→ **SUPPLIED PASSAGE**:

The Object of Our Affection
BY
September 21 2007 12:00 AM ET
"I come from a
very middle-class background,” Hillary Clinton is
telling me. “I consider myself to be pretty much a
typical American, and I think a lot of people my age
and older are really having to think hard. Younger
people are much further along. You just have to keep pushing
that door open.”
She’s
talking about the gay rights movement, about the
soul-searching it’s causing many Americans --
including herself -- but it’s typical political
boilerplate: all form, no content. She’s not really
saying anything, just bunting back a question about
marriage equality with the least amount of provocation
possible. That’s what politicians do, and by
all accounts she’s become a great politician.
Yet I find myself
believing everything she says, my natural skepticism
put on hold. I’m enamored with her. She just has that
effect.
Indeed, mere
moments before, she was wowing the crowd at the
Logo–Human Rights Campaign Democratic
presidential forum on LGBT issues in Los Angeles, in
spite of her evasions on same-sex marriage. Maybe it was the
way she looked, resplendent in a coral jacket and chic black
pants. Weeks earlier at the CNN–YouTube debate,
John Edwards, clueless as usual, panned a similar, if
not identical, outfit—though Barack Obama, befitting
his stylish reputation, complimented it—and when
moderator Margaret Carlson, the longtime Washington
journalist, introduced Clinton to the L.A. studio
audience, she good-naturedly exploited the incident for a
joke. “I don’t know if Senator Edwards is
still here, but from the last debate, let me go on the
record,” she said with a smile. “I like the
coral jacket.” On cue, the senator -- and her
audience -- laughed. Clinton chose the last slot on
purpose, and this was why: She was killing without
even talking about the issues yet.
Just why are we
so in love with Hillary? Her husband signed the vile
“don’t ask, don’t tell” law and
the nefarious Defense of Marriage Act, she refuses to
endorse same-sex marriage even though everyone suspects
she privately supports it, and on other issues important to
us she can sound a little soulless.
Nevertheless,
it’s Clinton whom gay voters are carrying the torch
for this campaign season. While Edwards has been
accused by a former political strategist of saying
he’s uncomfortable around gay people—and
often looks that way discussing LGBT issues, in stark
contrast to his magnificent wife—and Dennis
Kucinich, Mike Gravel, and Bill Richardson just seem
out of touch (and forget Chris Dodd and Joe Biden, who
didn’t show up at the HRC-Logo forum),
she’s the one who captured our hearts long ago,
and neither of us will let go. Only Obama has cast a similar
spell, but as much as he’s called a “rock
star” (so cliché!), it’s Hillary
who’s the true megawatt one-named wonder of fame --
and Obama’s record on gay issues pales in
comparison to hers.

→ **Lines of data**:
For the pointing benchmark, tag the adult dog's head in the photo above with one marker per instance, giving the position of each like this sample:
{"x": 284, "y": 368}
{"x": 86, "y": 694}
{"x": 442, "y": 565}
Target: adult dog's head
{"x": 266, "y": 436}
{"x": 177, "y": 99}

→ **EXERCISE**:
In the article on Hillary Clinton, who moderated the forum in Los Angeles and introduced her to the studio audience?

→ **ANSWER BELOW**:
Margaret Carlson, the longtime Washington journalist.